* **本文**
»»

海外文学読書録

書評と感想

ソン・ウォンピョン『アーモンド』(2017)

★★★

ユンジェは生まれつき感情を感じられなければ他者に共感する能力もなかった。彼は母親と祖母の3人で暮らすも、ある日、一家に不幸が訪れる。パン屋の社長の支援を受け、高校に進学したユンジェは不良少年のゴニと出会う。2人は当初折り合いが悪かったが、やがて親密になっていく。

あえてこんな儀式を行う理由は、アーモンドが好きだからではない。毎日三食、食卓には必ずアーモンドが上った。食べないで済ませるわけにはいかなかった。だから僕なりに食べ方を工夫してみたのだ。母さんは、アーモンドをたくさん食べれば、僕の頭の中のアーモンドも大きくなると考えた。それが、母さんの支えになる数少ない希望の一つだった。(pp.28-29)

現代では「障害は個性」みたいな言われ方をするので、ユンジェを健常者の枠に押し込めようとする物語上の圧力はなかなか挑戦的だった。率直に言って、ユンジェが発達するラストは出来すぎだろう(おまけに植物状態だった母親も回復してしまう)。フィクションでは不幸な人々に魔法をかけてハッピーエンドにすることがよくある。それは虚構が現実を超えた瞬間だ。とはいえ、我々の世界では障害なんて治らなくて当たり前なわけで、そういった当たり前の枠内でハッピーエンドを模索してほしかったとも思う。要はユンジェが発達するのも不自然なら、母親が植物状態から回復するのも不自然なわけだ。現実には奇跡も魔法もない。本作はそういった散文的な事実とのすり合わせが上手くいってないように見えた。

««

* **設問**
1. 『アーモンド』の書評のうち、「ユンジェは生まれつき感情を感」から「手くいってないように見えた。」までをすべて書き写しなさい。
2. 『アーモンド』の書評で、「ユンジェは生まれつき」で始まるあらすじの段落に出てくる人物をすべて挙げなさい。
3. 『アーモンド』の書評の引用部分で、母さんが食卓に毎日三食アーモンドを出したのはなぜか、説明しなさい。

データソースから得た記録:
»»

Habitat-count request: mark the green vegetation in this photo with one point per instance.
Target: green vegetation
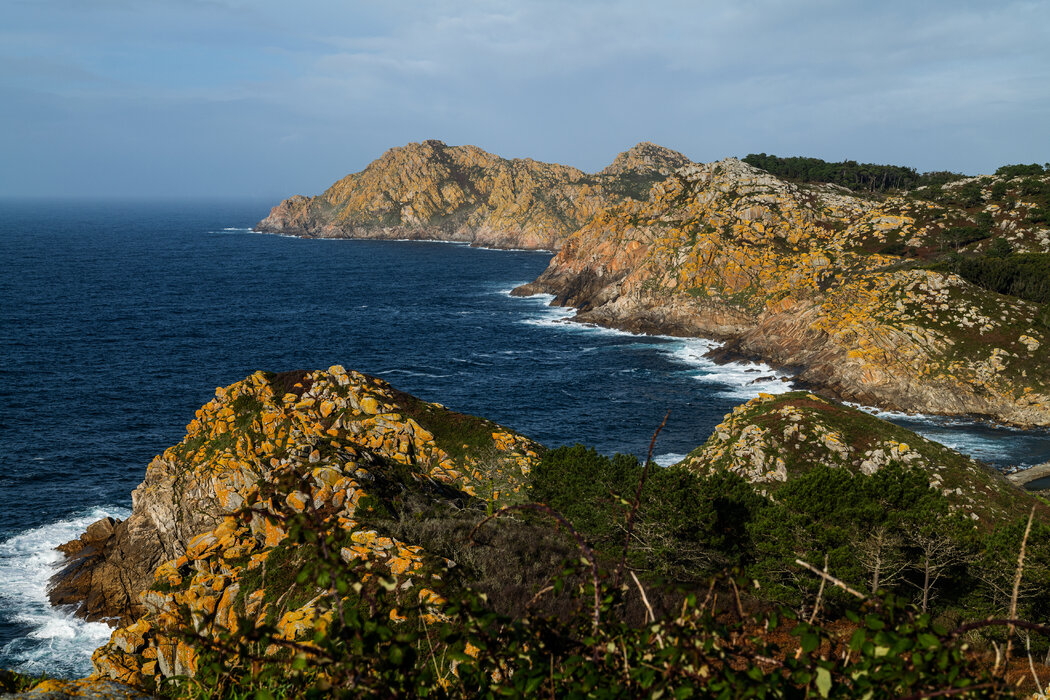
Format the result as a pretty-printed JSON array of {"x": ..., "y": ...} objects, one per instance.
[
  {"x": 589, "y": 624},
  {"x": 1024, "y": 275},
  {"x": 857, "y": 176}
]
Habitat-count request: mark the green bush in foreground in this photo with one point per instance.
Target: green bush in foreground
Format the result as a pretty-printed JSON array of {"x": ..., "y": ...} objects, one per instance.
[{"x": 711, "y": 644}]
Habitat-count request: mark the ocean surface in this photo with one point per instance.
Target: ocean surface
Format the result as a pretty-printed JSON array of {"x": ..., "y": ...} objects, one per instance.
[{"x": 119, "y": 320}]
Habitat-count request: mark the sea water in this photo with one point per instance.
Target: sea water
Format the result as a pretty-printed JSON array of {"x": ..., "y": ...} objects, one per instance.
[{"x": 120, "y": 319}]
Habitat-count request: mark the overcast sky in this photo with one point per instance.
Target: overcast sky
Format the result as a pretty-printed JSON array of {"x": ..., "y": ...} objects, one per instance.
[{"x": 267, "y": 98}]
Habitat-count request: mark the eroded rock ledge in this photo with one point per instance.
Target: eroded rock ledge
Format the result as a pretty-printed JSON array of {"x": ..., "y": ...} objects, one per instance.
[
  {"x": 431, "y": 191},
  {"x": 793, "y": 275}
]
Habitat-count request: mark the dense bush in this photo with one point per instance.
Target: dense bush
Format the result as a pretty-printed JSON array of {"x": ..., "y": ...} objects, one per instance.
[
  {"x": 1024, "y": 275},
  {"x": 709, "y": 645},
  {"x": 858, "y": 176}
]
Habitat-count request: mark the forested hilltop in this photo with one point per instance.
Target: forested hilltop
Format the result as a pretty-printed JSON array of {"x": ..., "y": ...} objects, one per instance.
[
  {"x": 876, "y": 283},
  {"x": 323, "y": 534},
  {"x": 930, "y": 300}
]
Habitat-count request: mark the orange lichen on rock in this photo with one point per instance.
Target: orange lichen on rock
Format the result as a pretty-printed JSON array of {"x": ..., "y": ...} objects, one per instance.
[{"x": 334, "y": 432}]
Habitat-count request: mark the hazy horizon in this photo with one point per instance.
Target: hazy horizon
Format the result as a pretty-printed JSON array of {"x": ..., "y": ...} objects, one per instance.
[{"x": 186, "y": 99}]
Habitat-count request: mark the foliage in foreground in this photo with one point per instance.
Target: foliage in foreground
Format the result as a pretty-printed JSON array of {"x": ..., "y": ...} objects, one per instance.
[{"x": 372, "y": 639}]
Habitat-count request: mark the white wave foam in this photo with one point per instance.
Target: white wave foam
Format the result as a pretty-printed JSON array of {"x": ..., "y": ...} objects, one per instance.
[
  {"x": 56, "y": 642},
  {"x": 737, "y": 380},
  {"x": 668, "y": 459},
  {"x": 513, "y": 250},
  {"x": 741, "y": 380},
  {"x": 411, "y": 373}
]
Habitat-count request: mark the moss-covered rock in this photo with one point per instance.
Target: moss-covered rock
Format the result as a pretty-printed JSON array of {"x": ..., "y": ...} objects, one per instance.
[
  {"x": 772, "y": 438},
  {"x": 211, "y": 518}
]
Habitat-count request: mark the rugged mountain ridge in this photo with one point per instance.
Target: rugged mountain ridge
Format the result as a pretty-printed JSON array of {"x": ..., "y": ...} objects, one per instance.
[
  {"x": 802, "y": 276},
  {"x": 462, "y": 193}
]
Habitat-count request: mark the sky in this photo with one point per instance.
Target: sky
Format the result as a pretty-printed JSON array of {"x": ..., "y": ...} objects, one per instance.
[{"x": 268, "y": 99}]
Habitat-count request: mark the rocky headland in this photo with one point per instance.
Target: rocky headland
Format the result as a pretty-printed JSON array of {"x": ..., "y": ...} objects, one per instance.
[
  {"x": 273, "y": 443},
  {"x": 431, "y": 191},
  {"x": 841, "y": 288},
  {"x": 818, "y": 279},
  {"x": 208, "y": 548}
]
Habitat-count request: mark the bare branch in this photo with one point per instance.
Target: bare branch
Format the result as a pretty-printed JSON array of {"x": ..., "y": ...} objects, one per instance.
[
  {"x": 820, "y": 593},
  {"x": 1016, "y": 587},
  {"x": 837, "y": 581},
  {"x": 637, "y": 502},
  {"x": 581, "y": 543}
]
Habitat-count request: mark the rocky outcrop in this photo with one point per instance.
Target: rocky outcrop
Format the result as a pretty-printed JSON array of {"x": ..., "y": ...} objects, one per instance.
[
  {"x": 78, "y": 690},
  {"x": 462, "y": 193},
  {"x": 773, "y": 438},
  {"x": 213, "y": 510},
  {"x": 797, "y": 275}
]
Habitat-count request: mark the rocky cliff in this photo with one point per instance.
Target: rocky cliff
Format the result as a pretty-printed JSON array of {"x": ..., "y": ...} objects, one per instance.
[
  {"x": 439, "y": 192},
  {"x": 772, "y": 439},
  {"x": 815, "y": 278},
  {"x": 278, "y": 470},
  {"x": 210, "y": 517}
]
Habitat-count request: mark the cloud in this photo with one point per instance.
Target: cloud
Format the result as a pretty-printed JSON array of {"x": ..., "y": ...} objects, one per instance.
[{"x": 310, "y": 92}]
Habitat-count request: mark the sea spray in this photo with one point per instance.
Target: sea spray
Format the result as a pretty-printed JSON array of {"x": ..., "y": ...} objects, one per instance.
[{"x": 54, "y": 640}]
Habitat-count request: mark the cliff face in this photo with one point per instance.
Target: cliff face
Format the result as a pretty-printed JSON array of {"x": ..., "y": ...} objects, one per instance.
[
  {"x": 209, "y": 520},
  {"x": 439, "y": 192},
  {"x": 772, "y": 439},
  {"x": 214, "y": 547},
  {"x": 798, "y": 276}
]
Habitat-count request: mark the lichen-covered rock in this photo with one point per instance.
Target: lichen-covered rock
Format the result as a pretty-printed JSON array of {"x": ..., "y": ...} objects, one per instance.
[
  {"x": 79, "y": 690},
  {"x": 772, "y": 438},
  {"x": 796, "y": 274},
  {"x": 434, "y": 191},
  {"x": 339, "y": 436}
]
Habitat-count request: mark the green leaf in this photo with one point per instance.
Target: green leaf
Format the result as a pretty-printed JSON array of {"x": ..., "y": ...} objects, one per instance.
[{"x": 823, "y": 681}]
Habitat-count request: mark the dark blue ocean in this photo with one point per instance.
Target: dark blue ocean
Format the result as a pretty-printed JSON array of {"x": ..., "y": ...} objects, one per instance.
[{"x": 118, "y": 320}]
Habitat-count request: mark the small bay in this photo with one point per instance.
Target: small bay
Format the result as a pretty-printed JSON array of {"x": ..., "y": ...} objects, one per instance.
[{"x": 120, "y": 319}]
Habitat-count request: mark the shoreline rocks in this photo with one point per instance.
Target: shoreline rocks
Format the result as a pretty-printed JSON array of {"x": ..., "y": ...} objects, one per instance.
[{"x": 786, "y": 274}]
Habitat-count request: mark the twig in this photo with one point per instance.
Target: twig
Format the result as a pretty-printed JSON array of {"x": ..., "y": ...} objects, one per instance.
[
  {"x": 952, "y": 691},
  {"x": 1031, "y": 664},
  {"x": 838, "y": 581},
  {"x": 999, "y": 621},
  {"x": 637, "y": 503},
  {"x": 645, "y": 599},
  {"x": 434, "y": 658},
  {"x": 707, "y": 598},
  {"x": 820, "y": 593},
  {"x": 1016, "y": 588},
  {"x": 546, "y": 589},
  {"x": 736, "y": 595},
  {"x": 581, "y": 543}
]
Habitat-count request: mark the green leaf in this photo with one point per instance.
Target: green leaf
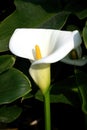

««

* **解答**
1.
ユンジェは生まれつき感情を感じられなければ他者に共感する能力もなかった。彼は母親と祖母の3人で暮らすも、ある日、一家に不幸が訪れる。パン屋の社長の支援を受け、高校に進学したユンジェは不良少年のゴニと出会う。2人は当初折り合いが悪かったが、やがて親密になっていく。

あえてこんな儀式を行う理由は、アーモンドが好きだからではない。毎日三食、食卓には必ずアーモンドが上った。食べないで済ませるわけにはいかなかった。だから僕なりに食べ方を工夫してみたのだ。母さんは、アーモンドをたくさん食べれば、僕の頭の中のアーモンドも大きくなると考えた。それが、母さんの支えになる数少ない希望の一つだった。(pp.28-29)

現代では「障害は個性」みたいな言われ方をするので、ユンジェを健常者の枠に押し込めようとする物語上の圧力はなかなか挑戦的だった。率直に言って、ユンジェが発達するラストは出来すぎだろう(おまけに植物状態だった母親も回復してしまう)。フィクションでは不幸な人々に魔法をかけてハッピーエンドにすることがよくある。それは虚構が現実を超えた瞬間だ。とはいえ、我々の世界では障害なんて治らなくて当たり前なわけで、そういった当たり前の枠内でハッピーエンドを模索してほしかったとも思う。要はユンジェが発達するのも不自然なら、母親が植物状態から回復するのも不自然なわけだ。現実には奇跡も魔法もない。本作はそういった散文的な事実とのすり合わせが上手くいってないように見えた。

2. ユンジェ、母親、祖母、パン屋の社長、ゴニ

3. 母さんは、アーモンドをたくさん食べれば「僕」の頭の中のアーモンドも大きくなると考えたからである。それは母さんの支えになる数少ない希望の一つだった。